Start of MATERIAL SUPPLIED

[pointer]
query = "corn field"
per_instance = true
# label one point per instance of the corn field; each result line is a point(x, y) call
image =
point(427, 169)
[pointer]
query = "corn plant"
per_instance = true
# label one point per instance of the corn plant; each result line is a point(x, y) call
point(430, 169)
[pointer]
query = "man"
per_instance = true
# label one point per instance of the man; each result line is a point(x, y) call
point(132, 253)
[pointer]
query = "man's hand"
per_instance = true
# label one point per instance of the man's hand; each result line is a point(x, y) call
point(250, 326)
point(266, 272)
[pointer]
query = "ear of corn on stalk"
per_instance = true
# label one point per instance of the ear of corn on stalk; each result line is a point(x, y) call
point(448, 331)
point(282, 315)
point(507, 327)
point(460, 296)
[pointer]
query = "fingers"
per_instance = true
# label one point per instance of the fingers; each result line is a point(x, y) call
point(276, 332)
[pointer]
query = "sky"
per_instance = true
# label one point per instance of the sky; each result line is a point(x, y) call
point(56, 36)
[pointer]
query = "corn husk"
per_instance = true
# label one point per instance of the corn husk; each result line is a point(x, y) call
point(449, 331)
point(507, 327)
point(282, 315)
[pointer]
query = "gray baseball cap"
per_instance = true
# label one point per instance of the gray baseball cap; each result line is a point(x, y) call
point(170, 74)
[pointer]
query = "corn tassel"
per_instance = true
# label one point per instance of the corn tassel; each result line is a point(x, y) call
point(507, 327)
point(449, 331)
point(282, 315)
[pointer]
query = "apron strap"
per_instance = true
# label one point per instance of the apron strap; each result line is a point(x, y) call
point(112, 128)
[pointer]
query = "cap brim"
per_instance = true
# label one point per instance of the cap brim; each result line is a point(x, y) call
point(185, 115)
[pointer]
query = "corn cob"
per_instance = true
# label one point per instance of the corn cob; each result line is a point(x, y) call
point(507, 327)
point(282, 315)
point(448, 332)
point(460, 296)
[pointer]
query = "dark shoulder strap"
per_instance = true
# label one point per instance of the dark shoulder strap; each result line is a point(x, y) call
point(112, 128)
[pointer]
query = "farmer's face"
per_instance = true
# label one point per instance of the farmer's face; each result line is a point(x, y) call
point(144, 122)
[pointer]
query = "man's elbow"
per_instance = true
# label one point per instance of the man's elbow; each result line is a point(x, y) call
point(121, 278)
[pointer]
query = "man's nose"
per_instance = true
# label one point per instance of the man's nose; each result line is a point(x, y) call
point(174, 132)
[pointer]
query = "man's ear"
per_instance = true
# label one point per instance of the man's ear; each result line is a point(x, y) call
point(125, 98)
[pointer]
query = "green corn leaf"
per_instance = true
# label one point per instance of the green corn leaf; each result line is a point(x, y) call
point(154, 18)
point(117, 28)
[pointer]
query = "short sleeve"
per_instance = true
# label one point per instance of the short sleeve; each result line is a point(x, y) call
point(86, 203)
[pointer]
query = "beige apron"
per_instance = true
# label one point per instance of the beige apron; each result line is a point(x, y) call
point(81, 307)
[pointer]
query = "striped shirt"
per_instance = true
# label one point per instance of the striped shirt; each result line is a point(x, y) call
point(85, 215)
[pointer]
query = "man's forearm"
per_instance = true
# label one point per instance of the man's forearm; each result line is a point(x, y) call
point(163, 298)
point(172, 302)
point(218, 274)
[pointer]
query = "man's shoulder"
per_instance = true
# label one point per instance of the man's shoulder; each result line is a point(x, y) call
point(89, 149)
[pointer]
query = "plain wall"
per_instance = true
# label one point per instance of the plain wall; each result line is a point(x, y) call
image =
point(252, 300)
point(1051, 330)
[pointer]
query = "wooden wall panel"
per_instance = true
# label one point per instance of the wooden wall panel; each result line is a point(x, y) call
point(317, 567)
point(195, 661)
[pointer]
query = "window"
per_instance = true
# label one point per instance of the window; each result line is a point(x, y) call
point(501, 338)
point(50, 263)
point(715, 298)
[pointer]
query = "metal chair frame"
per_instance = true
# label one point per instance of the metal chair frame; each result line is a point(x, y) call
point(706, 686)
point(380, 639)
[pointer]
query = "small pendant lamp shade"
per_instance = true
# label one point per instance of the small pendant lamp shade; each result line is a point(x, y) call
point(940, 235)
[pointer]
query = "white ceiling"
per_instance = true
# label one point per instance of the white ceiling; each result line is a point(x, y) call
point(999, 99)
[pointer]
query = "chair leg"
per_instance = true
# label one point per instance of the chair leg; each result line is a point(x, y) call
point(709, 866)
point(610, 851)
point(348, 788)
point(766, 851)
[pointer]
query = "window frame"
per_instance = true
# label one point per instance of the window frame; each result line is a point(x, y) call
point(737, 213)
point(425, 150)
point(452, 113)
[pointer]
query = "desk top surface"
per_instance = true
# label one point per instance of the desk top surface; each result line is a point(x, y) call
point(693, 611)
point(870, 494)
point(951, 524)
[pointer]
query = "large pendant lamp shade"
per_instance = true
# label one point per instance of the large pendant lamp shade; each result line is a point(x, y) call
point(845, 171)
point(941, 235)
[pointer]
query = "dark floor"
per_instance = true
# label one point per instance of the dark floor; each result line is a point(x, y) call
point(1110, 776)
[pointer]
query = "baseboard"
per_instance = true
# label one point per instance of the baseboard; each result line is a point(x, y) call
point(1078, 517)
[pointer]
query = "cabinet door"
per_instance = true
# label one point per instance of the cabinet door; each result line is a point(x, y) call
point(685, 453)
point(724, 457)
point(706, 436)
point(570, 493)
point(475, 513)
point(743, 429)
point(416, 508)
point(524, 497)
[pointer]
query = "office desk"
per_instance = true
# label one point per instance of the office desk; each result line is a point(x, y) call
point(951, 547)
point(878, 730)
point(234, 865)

End of MATERIAL SUPPLIED

**WHAT IS REQUIRED**
Reproduce all of the items above, renaming "pointer" to "locator" wherever it occurs and leaving everything else unchanged.

**RESULT OF THIS EXERCISE**
[locator]
query = "corn field"
per_instance = true
# label one point per instance of the corn field; each result line is a point(x, y) call
image =
point(427, 169)
[locator]
query = "corn plant"
per_instance = true
# label one point per instance of the corn plant; each result line is a point(x, y) call
point(430, 169)
[locator]
query = "man"
per_instance = true
# label one point per instance of the man; each result line is a point(x, y) call
point(132, 253)
[locator]
query = "man's hand"
per_instance = true
# label one point per instance of the man's hand; each result line is a point(x, y) call
point(250, 326)
point(266, 272)
[locator]
query = "ear of corn on stalk"
per_instance = true
# label one point per instance of the ear of corn on stalk; each result line is a point(x, y) call
point(448, 331)
point(282, 315)
point(507, 327)
point(460, 296)
[locator]
query = "fingers"
per_instance = true
# label one point per instance of the fingers; each result line is a point(x, y) call
point(276, 332)
[locator]
query = "sky"
per_instance = true
# label one point per instance of the sky; each result line is a point(x, y) call
point(56, 36)
[locator]
query = "corn husk"
per_instance = true
# label one point per instance of the corn husk; each result line is a point(x, y) call
point(449, 331)
point(507, 327)
point(282, 315)
[locator]
query = "gray baseball cap"
per_instance = true
# label one point per instance of the gray baseball cap; each result line is a point(x, y) call
point(170, 74)
[locator]
query = "corn tassel"
per_instance = true
# label one point per instance of the corn tassel; each result line is a point(x, y) call
point(507, 327)
point(449, 331)
point(282, 315)
[locator]
query = "apron strap"
per_instance = true
# label one point per instance of the apron strap; each result line is a point(x, y) call
point(112, 128)
[locator]
query = "cap brim"
per_instance = true
# label one point per instance of the cap brim; each result line is a point(x, y) call
point(185, 115)
[locator]
query = "corn cob"
per_instance = true
# label one point per instance of the corn cob; each result line is a point(x, y) call
point(507, 327)
point(282, 315)
point(448, 332)
point(460, 296)
[locator]
query = "dark shoulder strap"
per_instance = true
# label one point per instance of the dark shoulder strap; each result line is a point(x, y) call
point(112, 128)
[locator]
query = "farmer's face"
per_instance = true
# label one point per instance of the farmer's face; each result line is a point(x, y) call
point(144, 122)
[locator]
query = "man's elbow"
per_instance = true
# label one point per instance of the man's elbow; each result line is a point(x, y) call
point(121, 278)
[locator]
query = "man's nose"
per_instance = true
# label one point per instance of the man's nose; each result line is a point(x, y) call
point(174, 132)
[locator]
query = "man's ear"
per_instance = true
# label one point per instance of the man's ear; each result line is a point(x, y) call
point(125, 98)
[locator]
query = "green corn leaf"
per_instance = true
# label one point per instance of the green corn leaf; each result line is a point(x, y) call
point(154, 18)
point(117, 28)
[locator]
query = "short sleeve"
per_instance = true
# label one point per instance of the short sleeve; each result line is a point(x, y) call
point(86, 203)
[locator]
query = "beige apron"
per_instance = true
# label one point per instance of the beige apron; each result line is a point(x, y) call
point(81, 307)
[locator]
query = "striped shirt"
per_instance = true
# label one point per instance of the striped shirt; each result line is a point(x, y) call
point(85, 215)
[locator]
query = "man's forearm"
per_instance = true
# label one point per instance of the man's forearm; each result line is a point(x, y) call
point(163, 298)
point(172, 302)
point(218, 274)
[locator]
query = "man's shoulder"
per_instance = true
# label one point per instance of the man's shoulder; each result line is a point(x, y) call
point(89, 149)
[locator]
query = "plain wall"
per_instance = true
# label one point per instance of the plain wall; each result line is a point(x, y) call
image =
point(252, 300)
point(1051, 330)
[locator]
query = "wooden wall panel"
per_instance = true
# label one point per instance of the wooden wall panel; each result line is a point(x, y) call
point(317, 567)
point(195, 661)
[locator]
query = "window"
per_instance = true
# label one point per instance of the window; each result line is a point(x, y) call
point(501, 338)
point(50, 263)
point(715, 298)
[locator]
query = "metal chair frame"
per_instance = true
# label one point per instance of the metal chair frame; each result line is a point(x, y) call
point(706, 686)
point(380, 639)
[locator]
query = "small pendant lamp shade"
per_instance = true
# label one point per instance of the small pendant lamp shade; each result line is a point(x, y) call
point(940, 235)
[locator]
query = "white ceiling"
per_instance = true
# label one point per instance of the white ceiling; each result line is a point(x, y) call
point(999, 99)
[locator]
query = "chair leg"
per_instance = true
# label one point per instance of the chair leg; each result line is a point(x, y) call
point(709, 866)
point(610, 851)
point(348, 788)
point(766, 851)
[locator]
query = "window frame"
per_instance = true
# label one point per instance of the window frame; each result line is a point(x, y) call
point(737, 213)
point(425, 150)
point(452, 113)
[locator]
query = "desk top surface"
per_instance = true
# label one point per instance of the desk top surface; each result line is a point(x, y) call
point(693, 611)
point(870, 494)
point(951, 524)
[locator]
query = "large pendant lamp shade"
per_instance = true
# label one point per instance of the large pendant lamp shade; each result line is a point(x, y) call
point(845, 171)
point(941, 235)
[locator]
query = "dark floor"
per_instance = true
# label one point per instance of the dark floor; each result line is a point(x, y) call
point(1110, 776)
[locator]
query = "baseboard"
per_instance = true
# label one point per instance of the baseboard; each result line is a point(x, y) call
point(1078, 517)
[locator]
query = "cabinet door"
per_instance = true
# label one point per instance of the cabinet door; each result line is a point(x, y) call
point(685, 453)
point(724, 457)
point(706, 436)
point(570, 493)
point(475, 513)
point(743, 429)
point(416, 508)
point(524, 497)
[locator]
query = "office desk"
per_instance = true
# label one point per instance of the office desk; each result line is a point(x, y) call
point(951, 547)
point(878, 730)
point(234, 865)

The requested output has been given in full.